Ernie Mills is a third generation Decoy maker, who was born in 1934 near Bangor, Pennsylvania.  He makes Lower Chesapeake style decoys.  Nationally recognized as a folk artist, his traditional working decoys can be found in private collections and museums, including the Smithsonian Institution.

Career
In 1980, Ernie Mills was commissioned by Ducks Unlimited to make decoys for their fund raising events and auctions.  His reputation as a decoy maker grew, and he was awarded with a Ducks Unlimited Life Sponsor award in 1985.

Ernie Mills makes traditional working decoys, using techniques that he had been taught by his father and grandfather.  He is recognized as one of the few extant decoy makers that still use a hatchet.

The May/June 2010 issue of Decoy Magazine has a feature story that states "Ernie Mills is one of the most collectible working decoy makers on the East Coast".

Awards

1993: A selection of Ernie Mills's decoys and tools are placed on permanent exhibit at the Atlanta History Center's "Shaping Traditions: Folk Arts in a Changing South".
+===+
# Complete the following
1) Retype the text on Ernie Mills from "Ernie Mills is a" to "award in 1985.".
2) According to the text on Ernie Mills, which award did he receive in 1985?
The listing below comes from a separate source.

# Entries provided
+===+
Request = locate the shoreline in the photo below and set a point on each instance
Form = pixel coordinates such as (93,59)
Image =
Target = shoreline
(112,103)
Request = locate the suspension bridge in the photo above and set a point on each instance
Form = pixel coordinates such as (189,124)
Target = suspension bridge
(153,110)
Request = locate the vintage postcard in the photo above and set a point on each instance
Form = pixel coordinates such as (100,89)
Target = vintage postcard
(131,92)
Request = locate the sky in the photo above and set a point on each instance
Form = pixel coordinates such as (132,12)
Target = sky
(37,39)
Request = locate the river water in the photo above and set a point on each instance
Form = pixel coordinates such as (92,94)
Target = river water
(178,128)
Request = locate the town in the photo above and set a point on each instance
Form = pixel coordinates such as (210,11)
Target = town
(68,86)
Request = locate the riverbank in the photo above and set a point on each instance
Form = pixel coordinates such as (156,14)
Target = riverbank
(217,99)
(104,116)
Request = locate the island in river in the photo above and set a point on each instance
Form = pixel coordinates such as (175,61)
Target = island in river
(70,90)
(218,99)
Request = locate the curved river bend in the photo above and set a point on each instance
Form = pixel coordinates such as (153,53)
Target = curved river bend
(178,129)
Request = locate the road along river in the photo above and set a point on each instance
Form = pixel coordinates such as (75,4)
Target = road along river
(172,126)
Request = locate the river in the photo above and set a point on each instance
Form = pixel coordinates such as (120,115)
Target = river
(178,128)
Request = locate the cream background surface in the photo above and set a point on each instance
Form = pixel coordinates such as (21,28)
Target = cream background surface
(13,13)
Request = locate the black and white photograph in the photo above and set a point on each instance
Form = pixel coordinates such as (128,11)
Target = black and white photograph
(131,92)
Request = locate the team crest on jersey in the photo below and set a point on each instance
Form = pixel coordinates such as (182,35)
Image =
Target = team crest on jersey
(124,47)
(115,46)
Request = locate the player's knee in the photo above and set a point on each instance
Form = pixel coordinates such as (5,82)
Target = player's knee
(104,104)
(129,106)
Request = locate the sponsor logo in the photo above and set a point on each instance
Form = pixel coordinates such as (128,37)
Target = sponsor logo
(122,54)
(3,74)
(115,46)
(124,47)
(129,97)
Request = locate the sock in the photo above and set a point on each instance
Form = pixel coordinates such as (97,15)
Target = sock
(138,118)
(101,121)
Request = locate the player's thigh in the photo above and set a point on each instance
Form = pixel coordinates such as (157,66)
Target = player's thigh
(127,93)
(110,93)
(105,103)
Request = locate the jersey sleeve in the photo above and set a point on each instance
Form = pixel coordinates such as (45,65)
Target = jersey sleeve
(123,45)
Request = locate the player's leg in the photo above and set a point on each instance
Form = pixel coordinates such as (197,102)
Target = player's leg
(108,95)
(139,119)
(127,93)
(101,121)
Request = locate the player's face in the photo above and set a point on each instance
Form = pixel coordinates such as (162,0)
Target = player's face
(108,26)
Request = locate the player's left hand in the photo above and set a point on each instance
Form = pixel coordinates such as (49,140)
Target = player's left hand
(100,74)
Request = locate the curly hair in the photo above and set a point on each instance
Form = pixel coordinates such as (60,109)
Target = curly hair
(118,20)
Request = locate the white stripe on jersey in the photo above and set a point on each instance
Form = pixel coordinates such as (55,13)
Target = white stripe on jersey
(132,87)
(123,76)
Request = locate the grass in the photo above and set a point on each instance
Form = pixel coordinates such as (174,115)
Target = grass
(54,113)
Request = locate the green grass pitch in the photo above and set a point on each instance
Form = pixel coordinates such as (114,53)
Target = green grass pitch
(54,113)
+===+
# Final results
1)
Ernie Mills is a third generation Decoy maker, who was born in 1934 near Bangor, Pennsylvania.  He makes Lower Chesapeake style decoys.  Nationally recognized as a folk artist, his traditional working decoys can be found in private collections and museums, including the Smithsonian Institution.

Career
In 1980, Ernie Mills was commissioned by Ducks Unlimited to make decoys for their fund raising events and auctions.  His reputation as a decoy maker grew, and he was awarded with a Ducks Unlimited Life Sponsor award in 1985.

2) He received a Ducks Unlimited Life Sponsor award.